Exercise:
Across all lines of the entries, tally those with the word "every" in them. The reply is the tally, by itself.

START Source data

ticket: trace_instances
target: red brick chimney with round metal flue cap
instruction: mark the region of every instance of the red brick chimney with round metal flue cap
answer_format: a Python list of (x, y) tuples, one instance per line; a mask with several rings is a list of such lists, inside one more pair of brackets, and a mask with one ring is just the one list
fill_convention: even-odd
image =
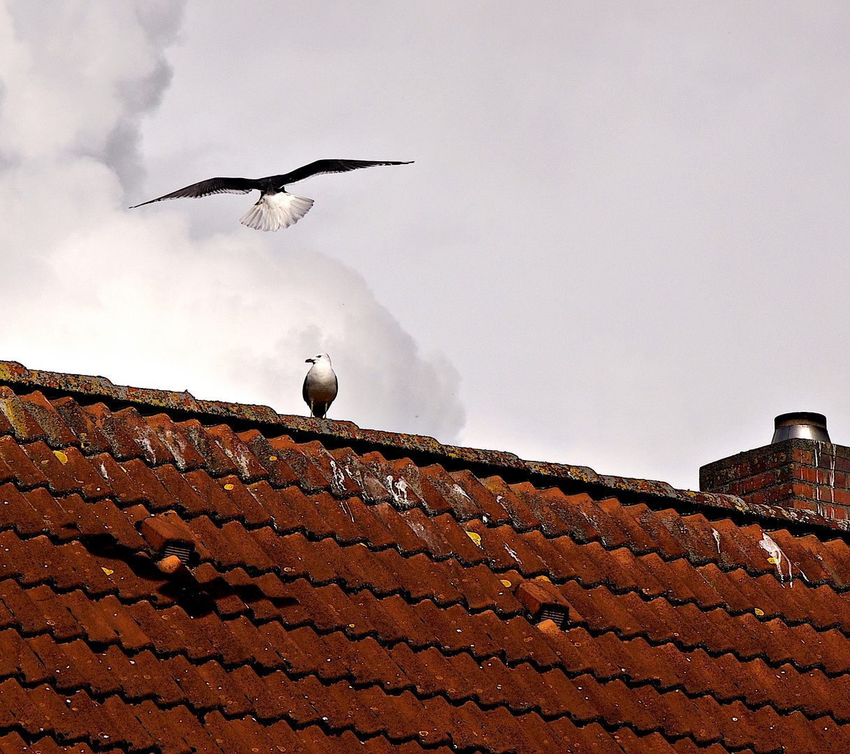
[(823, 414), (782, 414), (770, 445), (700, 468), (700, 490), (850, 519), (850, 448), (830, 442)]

END Source data
START Source data

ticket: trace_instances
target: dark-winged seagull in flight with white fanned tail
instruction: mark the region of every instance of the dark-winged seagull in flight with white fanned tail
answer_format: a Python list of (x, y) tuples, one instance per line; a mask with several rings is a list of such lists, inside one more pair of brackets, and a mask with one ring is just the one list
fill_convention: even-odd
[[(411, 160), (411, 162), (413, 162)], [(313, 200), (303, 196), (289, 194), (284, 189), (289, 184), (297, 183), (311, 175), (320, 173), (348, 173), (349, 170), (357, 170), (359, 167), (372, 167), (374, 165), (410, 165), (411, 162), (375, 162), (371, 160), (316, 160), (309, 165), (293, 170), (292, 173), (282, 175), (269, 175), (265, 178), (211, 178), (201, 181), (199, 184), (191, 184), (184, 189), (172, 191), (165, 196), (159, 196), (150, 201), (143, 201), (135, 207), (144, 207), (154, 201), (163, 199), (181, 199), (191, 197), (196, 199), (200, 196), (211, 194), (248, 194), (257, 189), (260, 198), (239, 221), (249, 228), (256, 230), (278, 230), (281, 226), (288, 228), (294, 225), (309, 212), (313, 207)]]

END Source data
START Source data

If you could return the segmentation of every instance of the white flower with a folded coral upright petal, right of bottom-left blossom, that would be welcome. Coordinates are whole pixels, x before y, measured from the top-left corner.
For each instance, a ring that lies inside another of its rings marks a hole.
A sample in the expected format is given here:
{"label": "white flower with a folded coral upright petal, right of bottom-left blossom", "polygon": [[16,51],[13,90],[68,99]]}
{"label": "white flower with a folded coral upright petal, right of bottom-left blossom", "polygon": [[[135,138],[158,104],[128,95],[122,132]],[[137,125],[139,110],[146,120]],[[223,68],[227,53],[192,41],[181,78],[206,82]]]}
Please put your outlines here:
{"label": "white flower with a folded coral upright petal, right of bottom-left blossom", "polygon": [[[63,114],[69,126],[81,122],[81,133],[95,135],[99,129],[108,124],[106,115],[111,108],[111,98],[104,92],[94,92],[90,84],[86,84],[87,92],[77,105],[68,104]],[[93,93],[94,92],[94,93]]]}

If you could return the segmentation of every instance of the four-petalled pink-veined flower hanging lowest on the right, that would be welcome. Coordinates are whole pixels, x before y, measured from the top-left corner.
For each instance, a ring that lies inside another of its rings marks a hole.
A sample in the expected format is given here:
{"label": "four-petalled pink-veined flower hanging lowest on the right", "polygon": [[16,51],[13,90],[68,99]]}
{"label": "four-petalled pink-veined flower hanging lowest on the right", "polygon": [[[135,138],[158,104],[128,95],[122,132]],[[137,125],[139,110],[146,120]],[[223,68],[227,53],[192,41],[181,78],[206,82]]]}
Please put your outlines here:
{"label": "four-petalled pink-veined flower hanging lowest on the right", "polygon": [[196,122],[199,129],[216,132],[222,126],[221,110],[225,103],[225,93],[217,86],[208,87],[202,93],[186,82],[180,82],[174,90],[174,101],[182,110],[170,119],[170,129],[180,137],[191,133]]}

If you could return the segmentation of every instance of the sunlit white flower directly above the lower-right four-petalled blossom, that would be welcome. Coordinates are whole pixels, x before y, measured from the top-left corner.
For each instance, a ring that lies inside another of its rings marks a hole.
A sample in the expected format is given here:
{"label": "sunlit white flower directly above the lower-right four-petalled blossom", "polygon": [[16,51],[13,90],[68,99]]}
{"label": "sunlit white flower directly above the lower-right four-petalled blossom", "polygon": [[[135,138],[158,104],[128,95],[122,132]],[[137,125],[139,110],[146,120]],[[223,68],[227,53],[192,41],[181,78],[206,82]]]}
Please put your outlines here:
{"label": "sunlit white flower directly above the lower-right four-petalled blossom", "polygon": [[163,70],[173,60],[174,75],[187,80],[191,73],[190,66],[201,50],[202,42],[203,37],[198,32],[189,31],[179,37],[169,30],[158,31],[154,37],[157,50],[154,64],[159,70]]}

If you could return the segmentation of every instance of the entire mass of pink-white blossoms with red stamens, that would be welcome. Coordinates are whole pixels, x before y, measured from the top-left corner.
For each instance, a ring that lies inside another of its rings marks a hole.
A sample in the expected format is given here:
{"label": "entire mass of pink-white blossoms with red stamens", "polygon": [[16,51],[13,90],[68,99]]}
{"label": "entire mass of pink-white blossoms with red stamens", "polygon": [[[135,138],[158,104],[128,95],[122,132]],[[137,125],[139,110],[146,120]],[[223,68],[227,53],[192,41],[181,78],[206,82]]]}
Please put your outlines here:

END Source data

Answer area:
6